Directions – After locating the line that contains "of the black", quote it and all lines after it through the end of the entries, and nothing more. Pictures stay out.

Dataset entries
....

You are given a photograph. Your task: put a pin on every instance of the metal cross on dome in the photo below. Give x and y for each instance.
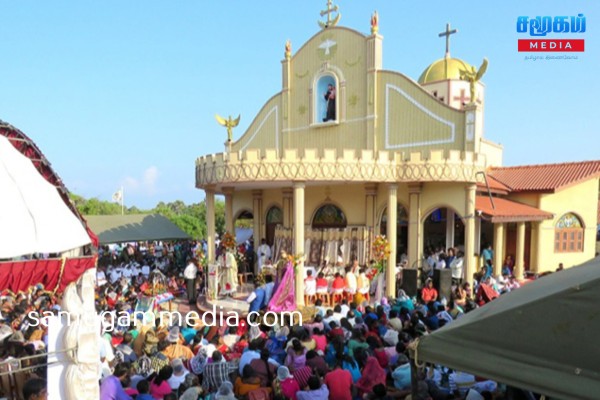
(447, 33)
(330, 9)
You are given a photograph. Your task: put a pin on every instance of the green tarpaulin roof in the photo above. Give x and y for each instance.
(541, 337)
(133, 228)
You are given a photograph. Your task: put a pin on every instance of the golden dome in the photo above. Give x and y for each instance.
(443, 69)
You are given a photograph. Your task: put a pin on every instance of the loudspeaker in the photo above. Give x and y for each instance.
(442, 281)
(409, 282)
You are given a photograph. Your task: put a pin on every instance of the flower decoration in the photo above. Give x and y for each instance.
(381, 252)
(228, 241)
(295, 259)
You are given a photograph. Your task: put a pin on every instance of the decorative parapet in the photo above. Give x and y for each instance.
(344, 166)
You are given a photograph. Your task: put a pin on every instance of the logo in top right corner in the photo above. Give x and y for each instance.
(542, 26)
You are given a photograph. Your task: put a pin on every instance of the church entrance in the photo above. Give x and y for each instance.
(511, 243)
(274, 218)
(401, 230)
(443, 228)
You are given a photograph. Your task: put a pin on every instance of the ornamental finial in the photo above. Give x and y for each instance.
(288, 49)
(330, 10)
(374, 23)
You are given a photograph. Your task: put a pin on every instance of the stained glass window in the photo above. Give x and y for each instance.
(569, 220)
(568, 235)
(329, 216)
(275, 216)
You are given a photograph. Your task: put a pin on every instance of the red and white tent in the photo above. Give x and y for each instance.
(36, 216)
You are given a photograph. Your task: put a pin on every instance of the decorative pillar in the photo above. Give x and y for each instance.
(287, 194)
(449, 228)
(392, 228)
(470, 260)
(415, 239)
(299, 239)
(538, 239)
(257, 216)
(478, 238)
(520, 256)
(371, 206)
(229, 223)
(498, 248)
(374, 64)
(210, 224)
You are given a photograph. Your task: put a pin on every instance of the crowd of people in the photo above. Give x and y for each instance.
(353, 346)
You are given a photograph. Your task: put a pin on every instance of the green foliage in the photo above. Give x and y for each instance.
(190, 219)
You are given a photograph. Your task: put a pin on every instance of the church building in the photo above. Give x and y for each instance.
(346, 147)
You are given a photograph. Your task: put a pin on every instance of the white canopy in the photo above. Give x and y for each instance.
(33, 216)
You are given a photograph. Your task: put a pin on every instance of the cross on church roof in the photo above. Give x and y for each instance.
(447, 33)
(330, 9)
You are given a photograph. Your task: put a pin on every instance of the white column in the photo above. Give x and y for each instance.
(229, 222)
(287, 194)
(257, 215)
(299, 239)
(415, 231)
(371, 206)
(449, 228)
(392, 228)
(210, 224)
(498, 248)
(520, 256)
(470, 232)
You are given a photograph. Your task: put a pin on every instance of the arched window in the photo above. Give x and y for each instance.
(274, 218)
(326, 92)
(568, 234)
(329, 216)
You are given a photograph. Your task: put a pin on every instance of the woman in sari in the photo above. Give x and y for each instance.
(372, 374)
(284, 297)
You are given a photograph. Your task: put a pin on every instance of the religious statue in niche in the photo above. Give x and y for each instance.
(326, 99)
(330, 98)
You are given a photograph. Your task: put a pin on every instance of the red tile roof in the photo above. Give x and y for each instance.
(545, 177)
(494, 185)
(504, 210)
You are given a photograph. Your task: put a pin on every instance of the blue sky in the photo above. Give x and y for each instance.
(123, 93)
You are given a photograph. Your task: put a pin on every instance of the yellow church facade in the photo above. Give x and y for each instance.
(347, 146)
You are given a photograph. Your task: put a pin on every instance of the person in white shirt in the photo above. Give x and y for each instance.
(115, 274)
(189, 273)
(127, 272)
(100, 277)
(264, 254)
(310, 286)
(456, 266)
(146, 270)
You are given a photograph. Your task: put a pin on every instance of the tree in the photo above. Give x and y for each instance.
(190, 219)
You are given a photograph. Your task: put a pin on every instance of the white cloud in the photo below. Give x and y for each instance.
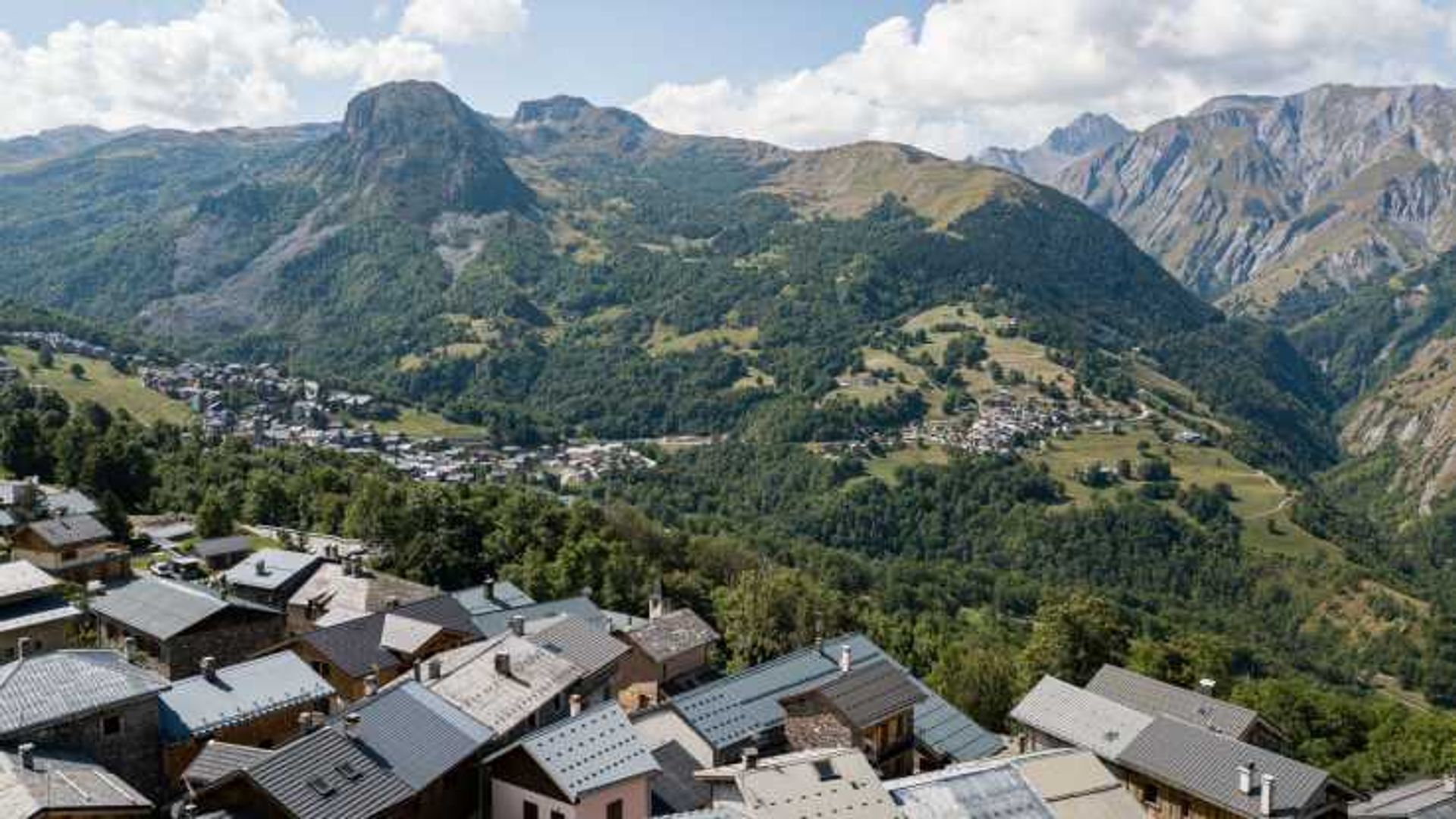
(1003, 72)
(457, 22)
(234, 61)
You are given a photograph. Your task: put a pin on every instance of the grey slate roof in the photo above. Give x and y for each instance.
(218, 760)
(58, 687)
(592, 751)
(218, 547)
(348, 781)
(166, 608)
(672, 634)
(870, 692)
(356, 646)
(1423, 799)
(63, 783)
(1079, 717)
(419, 735)
(734, 708)
(199, 706)
(1206, 764)
(1155, 697)
(69, 531)
(582, 645)
(280, 567)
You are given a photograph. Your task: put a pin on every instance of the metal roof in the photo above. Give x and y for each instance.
(1423, 799)
(218, 760)
(278, 567)
(199, 706)
(870, 692)
(61, 686)
(672, 634)
(20, 579)
(595, 749)
(1155, 697)
(63, 783)
(166, 608)
(736, 708)
(588, 648)
(328, 776)
(419, 735)
(1079, 717)
(218, 547)
(1206, 764)
(69, 531)
(504, 595)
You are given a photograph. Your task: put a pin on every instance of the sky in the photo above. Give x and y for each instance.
(951, 76)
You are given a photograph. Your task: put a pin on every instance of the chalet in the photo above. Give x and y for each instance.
(270, 576)
(46, 783)
(1052, 784)
(867, 706)
(362, 654)
(669, 653)
(590, 765)
(596, 654)
(1155, 697)
(402, 754)
(720, 719)
(506, 682)
(95, 703)
(34, 611)
(255, 704)
(344, 591)
(178, 624)
(223, 553)
(839, 781)
(1177, 770)
(74, 548)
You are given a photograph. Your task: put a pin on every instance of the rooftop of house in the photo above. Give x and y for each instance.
(237, 694)
(585, 646)
(63, 783)
(220, 547)
(58, 687)
(592, 751)
(357, 646)
(1423, 799)
(672, 634)
(20, 580)
(1155, 697)
(1052, 784)
(69, 531)
(868, 692)
(332, 589)
(268, 570)
(497, 691)
(736, 708)
(827, 781)
(165, 608)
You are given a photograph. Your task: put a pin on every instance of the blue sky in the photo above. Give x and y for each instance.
(951, 76)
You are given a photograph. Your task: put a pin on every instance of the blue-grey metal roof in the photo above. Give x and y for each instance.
(733, 710)
(166, 608)
(504, 595)
(419, 735)
(278, 567)
(199, 706)
(595, 749)
(61, 686)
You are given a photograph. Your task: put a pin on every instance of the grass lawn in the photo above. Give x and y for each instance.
(102, 385)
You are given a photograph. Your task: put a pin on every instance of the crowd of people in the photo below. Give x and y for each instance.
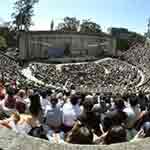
(68, 116)
(80, 112)
(107, 74)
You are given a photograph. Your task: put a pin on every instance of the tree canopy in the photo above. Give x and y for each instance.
(22, 17)
(72, 24)
(90, 27)
(69, 24)
(3, 43)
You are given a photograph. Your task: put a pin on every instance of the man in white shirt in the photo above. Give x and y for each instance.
(71, 111)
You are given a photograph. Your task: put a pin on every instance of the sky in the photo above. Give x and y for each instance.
(131, 14)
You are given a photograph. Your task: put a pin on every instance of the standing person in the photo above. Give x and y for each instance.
(54, 117)
(44, 100)
(20, 101)
(8, 104)
(88, 117)
(133, 114)
(29, 93)
(71, 111)
(24, 122)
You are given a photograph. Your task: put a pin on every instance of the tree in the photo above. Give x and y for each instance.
(67, 51)
(90, 27)
(52, 25)
(22, 17)
(70, 24)
(3, 43)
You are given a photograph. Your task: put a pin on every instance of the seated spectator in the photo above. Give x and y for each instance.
(116, 116)
(71, 111)
(27, 122)
(9, 103)
(20, 103)
(44, 100)
(143, 133)
(117, 134)
(80, 134)
(54, 118)
(88, 117)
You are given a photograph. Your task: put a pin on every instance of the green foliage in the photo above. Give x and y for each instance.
(122, 44)
(3, 43)
(70, 24)
(67, 51)
(22, 17)
(88, 26)
(9, 36)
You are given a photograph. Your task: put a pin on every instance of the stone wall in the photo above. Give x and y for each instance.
(13, 141)
(35, 44)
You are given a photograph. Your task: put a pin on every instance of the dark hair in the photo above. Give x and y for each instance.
(146, 128)
(53, 100)
(116, 134)
(43, 94)
(35, 106)
(10, 91)
(80, 135)
(88, 104)
(133, 100)
(74, 99)
(119, 103)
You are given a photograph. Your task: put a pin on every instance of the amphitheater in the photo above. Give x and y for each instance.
(104, 75)
(114, 75)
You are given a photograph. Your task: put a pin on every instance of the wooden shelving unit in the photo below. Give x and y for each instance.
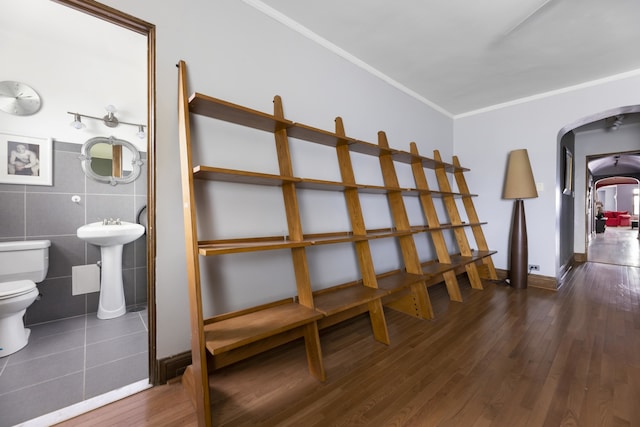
(226, 338)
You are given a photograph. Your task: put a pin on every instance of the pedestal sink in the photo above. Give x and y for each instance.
(111, 235)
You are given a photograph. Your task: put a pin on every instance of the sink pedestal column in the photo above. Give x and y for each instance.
(112, 302)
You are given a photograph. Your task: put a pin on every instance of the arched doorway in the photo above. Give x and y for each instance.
(601, 134)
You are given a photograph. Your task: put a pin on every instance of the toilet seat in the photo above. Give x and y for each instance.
(16, 288)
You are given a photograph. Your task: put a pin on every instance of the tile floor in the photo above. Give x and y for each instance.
(617, 245)
(71, 360)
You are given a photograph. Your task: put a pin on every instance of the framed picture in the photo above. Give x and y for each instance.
(568, 172)
(27, 160)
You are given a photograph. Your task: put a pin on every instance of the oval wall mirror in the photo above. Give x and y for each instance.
(112, 160)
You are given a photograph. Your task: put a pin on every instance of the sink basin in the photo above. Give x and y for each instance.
(111, 237)
(100, 234)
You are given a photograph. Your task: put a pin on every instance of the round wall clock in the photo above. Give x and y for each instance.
(18, 98)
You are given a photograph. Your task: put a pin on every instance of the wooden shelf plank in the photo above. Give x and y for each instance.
(397, 281)
(237, 331)
(339, 299)
(241, 177)
(436, 268)
(240, 246)
(319, 136)
(222, 110)
(427, 163)
(369, 148)
(317, 184)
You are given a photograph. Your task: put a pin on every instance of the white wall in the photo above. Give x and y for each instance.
(626, 138)
(484, 140)
(76, 63)
(236, 53)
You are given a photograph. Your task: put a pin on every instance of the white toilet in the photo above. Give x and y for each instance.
(22, 264)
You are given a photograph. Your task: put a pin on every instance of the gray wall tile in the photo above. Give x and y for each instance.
(52, 214)
(56, 302)
(64, 253)
(12, 224)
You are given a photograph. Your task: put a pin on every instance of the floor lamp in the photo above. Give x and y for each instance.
(519, 185)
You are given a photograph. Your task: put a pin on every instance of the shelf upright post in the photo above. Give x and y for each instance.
(454, 216)
(428, 207)
(488, 271)
(196, 377)
(299, 255)
(422, 302)
(363, 249)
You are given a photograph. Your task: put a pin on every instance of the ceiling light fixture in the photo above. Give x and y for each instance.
(109, 120)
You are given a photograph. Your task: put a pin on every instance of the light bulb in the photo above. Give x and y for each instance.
(141, 134)
(77, 122)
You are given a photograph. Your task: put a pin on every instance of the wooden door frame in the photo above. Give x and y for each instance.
(147, 29)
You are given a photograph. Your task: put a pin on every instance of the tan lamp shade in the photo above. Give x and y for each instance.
(519, 183)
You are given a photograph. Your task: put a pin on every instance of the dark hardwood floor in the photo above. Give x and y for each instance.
(501, 358)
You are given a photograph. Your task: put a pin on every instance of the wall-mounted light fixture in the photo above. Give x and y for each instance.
(109, 120)
(617, 123)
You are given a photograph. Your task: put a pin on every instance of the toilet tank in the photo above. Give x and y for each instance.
(24, 260)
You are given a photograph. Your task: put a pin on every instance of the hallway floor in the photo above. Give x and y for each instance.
(617, 245)
(71, 360)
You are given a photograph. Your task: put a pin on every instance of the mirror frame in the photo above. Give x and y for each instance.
(85, 160)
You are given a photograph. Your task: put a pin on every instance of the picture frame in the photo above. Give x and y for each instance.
(568, 172)
(28, 160)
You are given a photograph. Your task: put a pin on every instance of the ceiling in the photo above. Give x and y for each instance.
(461, 55)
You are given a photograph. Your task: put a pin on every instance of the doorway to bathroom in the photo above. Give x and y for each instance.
(78, 353)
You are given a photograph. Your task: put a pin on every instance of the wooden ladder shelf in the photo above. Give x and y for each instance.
(226, 338)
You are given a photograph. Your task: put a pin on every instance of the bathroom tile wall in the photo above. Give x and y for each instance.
(29, 212)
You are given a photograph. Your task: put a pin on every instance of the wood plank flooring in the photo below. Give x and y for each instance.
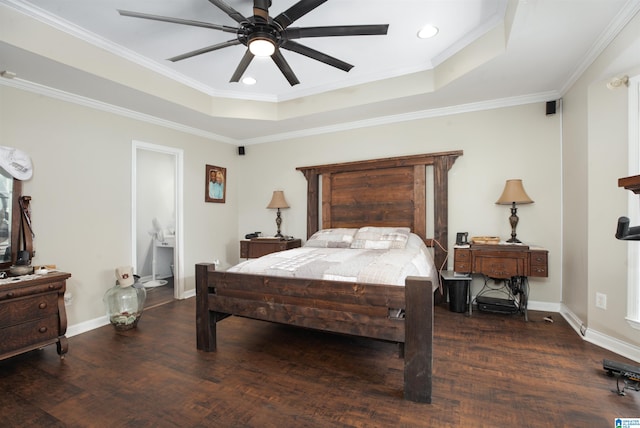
(489, 370)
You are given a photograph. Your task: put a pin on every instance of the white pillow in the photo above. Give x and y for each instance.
(332, 238)
(381, 238)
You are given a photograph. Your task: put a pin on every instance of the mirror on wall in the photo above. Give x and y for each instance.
(10, 191)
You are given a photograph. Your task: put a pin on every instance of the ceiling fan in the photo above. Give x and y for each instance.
(266, 36)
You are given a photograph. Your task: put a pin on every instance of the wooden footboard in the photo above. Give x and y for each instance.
(339, 307)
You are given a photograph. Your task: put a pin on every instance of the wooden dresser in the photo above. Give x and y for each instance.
(501, 261)
(512, 264)
(32, 314)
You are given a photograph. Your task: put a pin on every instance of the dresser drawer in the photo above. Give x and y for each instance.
(30, 333)
(500, 267)
(15, 311)
(14, 291)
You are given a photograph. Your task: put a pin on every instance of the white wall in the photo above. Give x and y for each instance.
(81, 190)
(595, 155)
(516, 142)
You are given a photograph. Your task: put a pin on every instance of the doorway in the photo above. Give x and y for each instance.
(156, 221)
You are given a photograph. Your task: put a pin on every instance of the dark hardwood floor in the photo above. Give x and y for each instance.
(489, 370)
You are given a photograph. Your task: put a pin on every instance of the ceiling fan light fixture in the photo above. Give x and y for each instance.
(428, 31)
(262, 46)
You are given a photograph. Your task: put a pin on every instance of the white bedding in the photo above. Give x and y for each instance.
(367, 265)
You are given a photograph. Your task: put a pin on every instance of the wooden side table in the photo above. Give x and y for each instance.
(511, 263)
(32, 314)
(250, 249)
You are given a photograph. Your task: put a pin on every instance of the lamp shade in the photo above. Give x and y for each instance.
(277, 200)
(514, 193)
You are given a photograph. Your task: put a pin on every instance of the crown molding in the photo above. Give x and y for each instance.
(340, 127)
(109, 108)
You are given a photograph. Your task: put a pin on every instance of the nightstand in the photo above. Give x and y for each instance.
(250, 249)
(510, 263)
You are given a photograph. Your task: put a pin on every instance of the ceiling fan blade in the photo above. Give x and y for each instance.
(338, 30)
(284, 67)
(242, 66)
(314, 54)
(211, 48)
(297, 11)
(233, 14)
(177, 21)
(261, 9)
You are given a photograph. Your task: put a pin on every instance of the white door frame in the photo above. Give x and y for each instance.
(178, 252)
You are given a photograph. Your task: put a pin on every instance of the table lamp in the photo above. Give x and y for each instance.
(277, 202)
(513, 194)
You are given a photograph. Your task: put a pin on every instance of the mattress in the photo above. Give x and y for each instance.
(364, 261)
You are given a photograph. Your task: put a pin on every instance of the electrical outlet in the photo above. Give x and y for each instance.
(601, 301)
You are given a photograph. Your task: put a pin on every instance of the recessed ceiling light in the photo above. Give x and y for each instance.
(428, 31)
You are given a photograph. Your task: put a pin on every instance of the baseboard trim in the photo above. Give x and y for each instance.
(600, 339)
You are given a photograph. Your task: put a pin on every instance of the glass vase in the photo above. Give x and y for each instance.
(125, 305)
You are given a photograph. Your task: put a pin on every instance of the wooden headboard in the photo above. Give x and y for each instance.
(382, 192)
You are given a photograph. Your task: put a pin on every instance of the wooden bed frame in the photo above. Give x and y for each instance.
(383, 192)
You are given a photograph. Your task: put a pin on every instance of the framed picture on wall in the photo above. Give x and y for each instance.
(215, 189)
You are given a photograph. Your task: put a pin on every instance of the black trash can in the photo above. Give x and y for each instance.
(458, 291)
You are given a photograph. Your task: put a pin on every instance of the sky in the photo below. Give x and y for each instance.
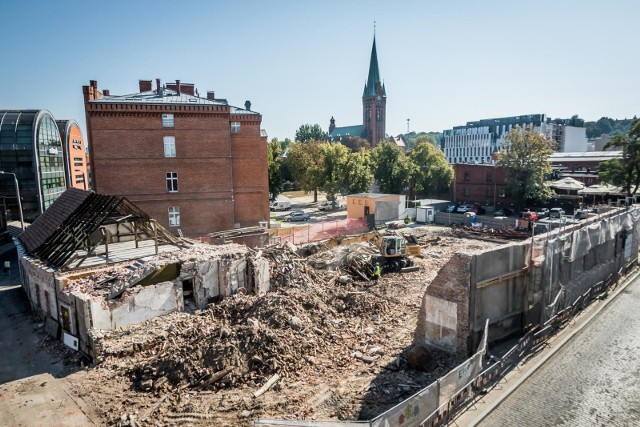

....

Solution for this exercise –
You are given a photograph. Your task: put a pin on every instance of the black trash can in the photo above. Give x and y for each instance.
(458, 291)
You are given a photograph. Your task: put a pin on every instance of the sky in the photo below. Give x and y for each instance.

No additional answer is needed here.